_Data shown_
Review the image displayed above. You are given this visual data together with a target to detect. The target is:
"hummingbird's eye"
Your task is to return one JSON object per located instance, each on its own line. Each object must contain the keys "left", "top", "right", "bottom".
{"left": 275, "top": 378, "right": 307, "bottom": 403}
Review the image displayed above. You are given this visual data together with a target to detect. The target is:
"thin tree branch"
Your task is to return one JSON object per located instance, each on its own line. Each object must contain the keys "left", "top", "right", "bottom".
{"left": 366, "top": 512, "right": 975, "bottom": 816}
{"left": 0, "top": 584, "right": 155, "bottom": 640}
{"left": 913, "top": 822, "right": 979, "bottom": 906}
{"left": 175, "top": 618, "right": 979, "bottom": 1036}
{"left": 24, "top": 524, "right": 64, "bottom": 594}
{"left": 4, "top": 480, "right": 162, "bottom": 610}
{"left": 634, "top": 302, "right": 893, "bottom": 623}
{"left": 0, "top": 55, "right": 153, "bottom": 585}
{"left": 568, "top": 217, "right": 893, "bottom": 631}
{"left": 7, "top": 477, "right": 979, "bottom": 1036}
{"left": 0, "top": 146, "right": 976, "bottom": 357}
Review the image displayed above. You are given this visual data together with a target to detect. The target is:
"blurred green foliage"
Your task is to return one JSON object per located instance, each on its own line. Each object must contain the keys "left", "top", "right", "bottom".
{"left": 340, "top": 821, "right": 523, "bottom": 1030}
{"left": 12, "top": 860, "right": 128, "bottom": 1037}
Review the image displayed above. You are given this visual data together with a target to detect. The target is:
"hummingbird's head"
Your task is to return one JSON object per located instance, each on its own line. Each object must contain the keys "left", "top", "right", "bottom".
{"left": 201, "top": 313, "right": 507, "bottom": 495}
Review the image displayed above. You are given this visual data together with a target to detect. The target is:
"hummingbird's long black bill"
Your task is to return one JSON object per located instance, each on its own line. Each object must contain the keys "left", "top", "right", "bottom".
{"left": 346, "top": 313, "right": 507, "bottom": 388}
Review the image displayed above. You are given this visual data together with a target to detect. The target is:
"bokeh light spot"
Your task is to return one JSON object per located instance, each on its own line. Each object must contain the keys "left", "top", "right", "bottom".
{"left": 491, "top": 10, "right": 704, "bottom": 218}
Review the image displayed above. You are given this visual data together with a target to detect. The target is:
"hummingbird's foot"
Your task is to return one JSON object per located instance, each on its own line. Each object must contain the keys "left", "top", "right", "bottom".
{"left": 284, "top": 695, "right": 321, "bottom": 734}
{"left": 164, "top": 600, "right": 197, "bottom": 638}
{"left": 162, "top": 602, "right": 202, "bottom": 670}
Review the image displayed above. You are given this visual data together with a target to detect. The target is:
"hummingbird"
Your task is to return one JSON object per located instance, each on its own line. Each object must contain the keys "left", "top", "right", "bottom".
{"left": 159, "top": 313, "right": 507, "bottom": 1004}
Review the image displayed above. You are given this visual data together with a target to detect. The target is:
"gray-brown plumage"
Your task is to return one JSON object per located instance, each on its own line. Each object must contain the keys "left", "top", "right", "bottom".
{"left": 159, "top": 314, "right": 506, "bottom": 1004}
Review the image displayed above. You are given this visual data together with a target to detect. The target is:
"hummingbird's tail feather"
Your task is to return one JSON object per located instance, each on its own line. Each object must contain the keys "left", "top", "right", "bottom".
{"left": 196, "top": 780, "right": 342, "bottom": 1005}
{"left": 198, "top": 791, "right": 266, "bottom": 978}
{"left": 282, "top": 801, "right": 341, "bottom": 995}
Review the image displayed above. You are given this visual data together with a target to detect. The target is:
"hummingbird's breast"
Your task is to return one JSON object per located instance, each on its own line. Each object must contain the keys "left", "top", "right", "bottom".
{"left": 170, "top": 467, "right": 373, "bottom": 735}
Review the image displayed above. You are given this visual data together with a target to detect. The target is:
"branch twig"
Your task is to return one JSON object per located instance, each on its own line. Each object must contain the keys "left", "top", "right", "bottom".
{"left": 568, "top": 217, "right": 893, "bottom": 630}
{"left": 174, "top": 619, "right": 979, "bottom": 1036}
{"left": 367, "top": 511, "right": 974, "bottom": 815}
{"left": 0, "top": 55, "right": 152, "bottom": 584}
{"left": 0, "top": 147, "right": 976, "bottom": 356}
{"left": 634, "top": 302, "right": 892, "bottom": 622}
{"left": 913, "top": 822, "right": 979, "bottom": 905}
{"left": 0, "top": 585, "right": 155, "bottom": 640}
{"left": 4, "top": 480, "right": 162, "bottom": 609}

_Task to complete_
Copy out every line of the material above that contains the string "hummingbird".

_Response to this exercise_
"hummingbird's eye"
"hummingbird's head"
"hummingbird's long black bill"
"hummingbird's foot"
"hummingbird"
"hummingbird's tail feather"
"hummingbird's breast"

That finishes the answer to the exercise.